Each immunohistochemistry experiment included a section that was exposed to the immunolabeling procedure without the primary antibody to assure that the label was due to primary antibody binding only. In addition, to verify that the immunolabeling was due to binding of the primary antibody to the specific antigenic target, we performed peptide-blocking experiments, including sections labeled with the rabbit anti-glutamine synthetase antibody and additional sections labeled using the rabbit anti-glutamine synthetase antibody after preincubation with a 20-fold excess of the antigenic peptide (ab73591, Abcam). For all sections, the primary antibody was diluted 1:25,000; sections were labeled in the same experiment under identical conditions, other than in the presence or absence of the antigenic peptide in the primary antibody solution.

Double-immunolabeling procedure.

Double immunolabeling was done using sequential immunoperoxidase procedures as previously described (1, 14, 21, 22). Briefly, tissue sections were labeled with the first primary antibody following the procedure described above. After the DAB reaction, sections were washed in PBS and then blocked using 3% H2O2 in methanol. The above procedure was repeated using a second primary antibody and Vector SG (Vector Laboratories, Burlingame, CA) for the peroxidase substrate, which produces a blue reaction product easily distinguished from the DAB brown reaction product. Sections were then washed with glass distilled water, dehydrated with xylene, mounted with Permount, and observed by light microscopy.

Quantitative analysis of immunohistochemistry.

- **What you have to do**:
Answer these questions from the immunolabeling methods excerpt above:
(a) To what dilution was the primary antibody diluted for all sections?
(b) What was used to block the sections after the DAB reaction?
(c) What color is the reaction product produced by Vector SG?

[Data records]
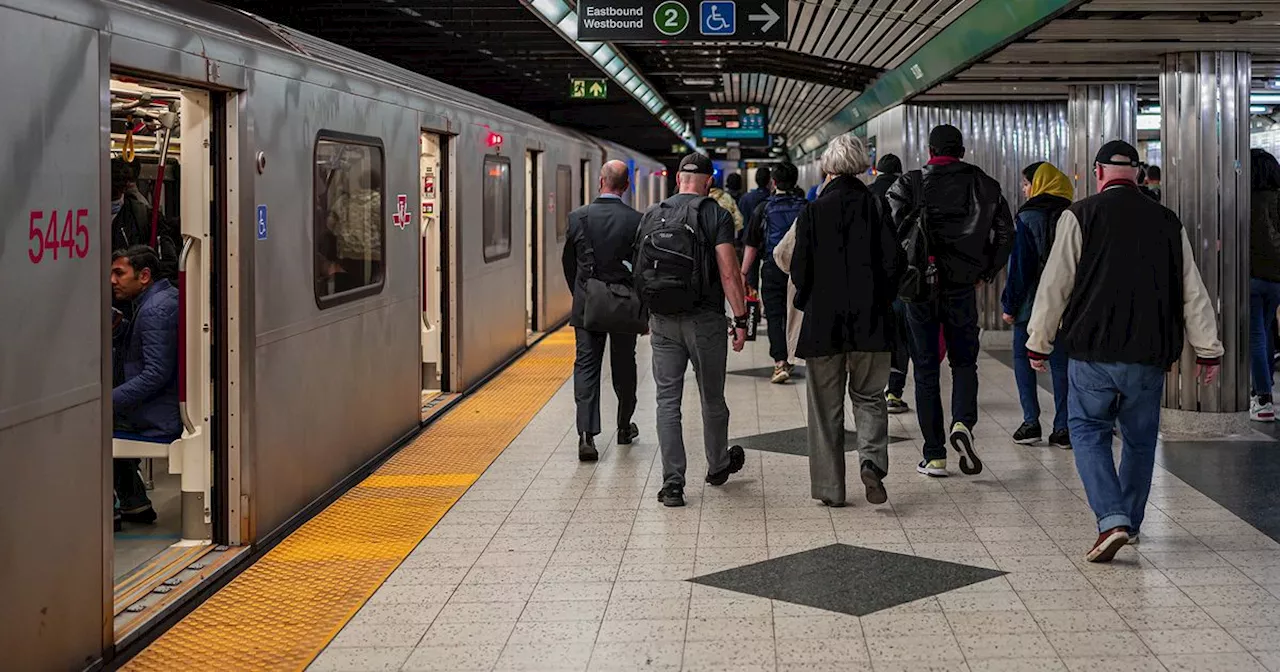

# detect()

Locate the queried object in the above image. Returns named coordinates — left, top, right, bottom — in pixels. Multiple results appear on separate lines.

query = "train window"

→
left=483, top=156, right=511, bottom=262
left=556, top=165, right=573, bottom=241
left=312, top=131, right=387, bottom=303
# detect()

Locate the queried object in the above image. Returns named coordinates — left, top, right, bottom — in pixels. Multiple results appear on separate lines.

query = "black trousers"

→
left=760, top=259, right=787, bottom=362
left=573, top=328, right=636, bottom=436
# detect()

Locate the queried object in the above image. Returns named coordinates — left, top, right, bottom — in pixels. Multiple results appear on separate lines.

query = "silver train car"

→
left=0, top=0, right=667, bottom=669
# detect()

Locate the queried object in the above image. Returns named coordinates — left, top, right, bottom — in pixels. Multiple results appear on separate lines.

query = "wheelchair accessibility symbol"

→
left=699, top=0, right=737, bottom=35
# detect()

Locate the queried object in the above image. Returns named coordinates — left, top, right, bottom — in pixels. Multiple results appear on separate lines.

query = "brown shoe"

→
left=1084, top=527, right=1129, bottom=562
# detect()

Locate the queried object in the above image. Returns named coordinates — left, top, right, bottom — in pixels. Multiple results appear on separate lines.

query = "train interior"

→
left=525, top=150, right=543, bottom=343
left=104, top=73, right=227, bottom=639
left=419, top=131, right=453, bottom=420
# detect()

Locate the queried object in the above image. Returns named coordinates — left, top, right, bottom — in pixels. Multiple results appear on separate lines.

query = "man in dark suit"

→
left=563, top=161, right=640, bottom=462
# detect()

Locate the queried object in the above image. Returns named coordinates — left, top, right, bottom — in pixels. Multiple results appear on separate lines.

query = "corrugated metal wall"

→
left=902, top=102, right=1069, bottom=329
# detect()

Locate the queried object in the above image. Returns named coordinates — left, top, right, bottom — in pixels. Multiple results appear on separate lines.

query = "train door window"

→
left=480, top=156, right=511, bottom=264
left=105, top=73, right=228, bottom=639
left=312, top=131, right=387, bottom=303
left=556, top=165, right=573, bottom=242
left=419, top=132, right=452, bottom=404
left=525, top=150, right=543, bottom=337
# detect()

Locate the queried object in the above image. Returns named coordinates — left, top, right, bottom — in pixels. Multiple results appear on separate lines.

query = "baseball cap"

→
left=1093, top=140, right=1142, bottom=168
left=680, top=152, right=716, bottom=175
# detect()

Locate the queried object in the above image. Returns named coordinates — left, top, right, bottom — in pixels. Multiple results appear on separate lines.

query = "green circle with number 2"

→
left=653, top=0, right=689, bottom=35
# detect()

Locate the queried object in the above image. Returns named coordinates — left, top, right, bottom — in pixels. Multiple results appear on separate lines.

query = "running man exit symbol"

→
left=568, top=78, right=609, bottom=100
left=699, top=0, right=737, bottom=35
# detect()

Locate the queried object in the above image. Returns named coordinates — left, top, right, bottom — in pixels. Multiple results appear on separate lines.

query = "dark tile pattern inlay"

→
left=730, top=428, right=908, bottom=456
left=730, top=365, right=804, bottom=380
left=691, top=544, right=1006, bottom=616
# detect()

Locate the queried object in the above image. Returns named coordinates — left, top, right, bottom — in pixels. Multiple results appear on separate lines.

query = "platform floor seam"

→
left=123, top=328, right=573, bottom=672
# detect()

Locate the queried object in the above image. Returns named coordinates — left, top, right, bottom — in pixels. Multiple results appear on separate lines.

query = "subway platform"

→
left=129, top=330, right=1280, bottom=672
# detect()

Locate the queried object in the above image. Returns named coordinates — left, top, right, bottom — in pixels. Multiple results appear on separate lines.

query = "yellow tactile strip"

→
left=124, top=329, right=573, bottom=672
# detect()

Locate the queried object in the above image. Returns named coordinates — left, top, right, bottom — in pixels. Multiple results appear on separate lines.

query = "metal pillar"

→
left=1160, top=51, right=1252, bottom=412
left=1064, top=84, right=1138, bottom=200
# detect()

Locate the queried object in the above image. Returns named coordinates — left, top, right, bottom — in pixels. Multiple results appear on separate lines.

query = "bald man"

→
left=562, top=161, right=640, bottom=462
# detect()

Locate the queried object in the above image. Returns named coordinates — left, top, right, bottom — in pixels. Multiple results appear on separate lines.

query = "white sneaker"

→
left=1249, top=397, right=1276, bottom=422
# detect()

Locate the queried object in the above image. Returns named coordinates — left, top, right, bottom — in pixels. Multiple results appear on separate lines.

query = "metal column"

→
left=1160, top=51, right=1252, bottom=412
left=1064, top=84, right=1138, bottom=200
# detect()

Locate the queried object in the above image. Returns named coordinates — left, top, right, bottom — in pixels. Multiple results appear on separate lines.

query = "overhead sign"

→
left=577, top=0, right=787, bottom=42
left=696, top=105, right=771, bottom=147
left=568, top=77, right=609, bottom=100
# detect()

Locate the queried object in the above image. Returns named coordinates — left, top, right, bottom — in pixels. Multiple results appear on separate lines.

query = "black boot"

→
left=577, top=433, right=600, bottom=462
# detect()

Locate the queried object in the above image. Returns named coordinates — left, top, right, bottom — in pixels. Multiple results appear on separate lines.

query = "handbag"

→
left=582, top=211, right=649, bottom=335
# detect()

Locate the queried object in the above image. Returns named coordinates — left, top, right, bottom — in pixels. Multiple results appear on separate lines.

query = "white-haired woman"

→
left=791, top=134, right=906, bottom=507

- **Problem solution**:
(a) 1:25,000
(b) 3% H2O2 in methanol
(c) Blue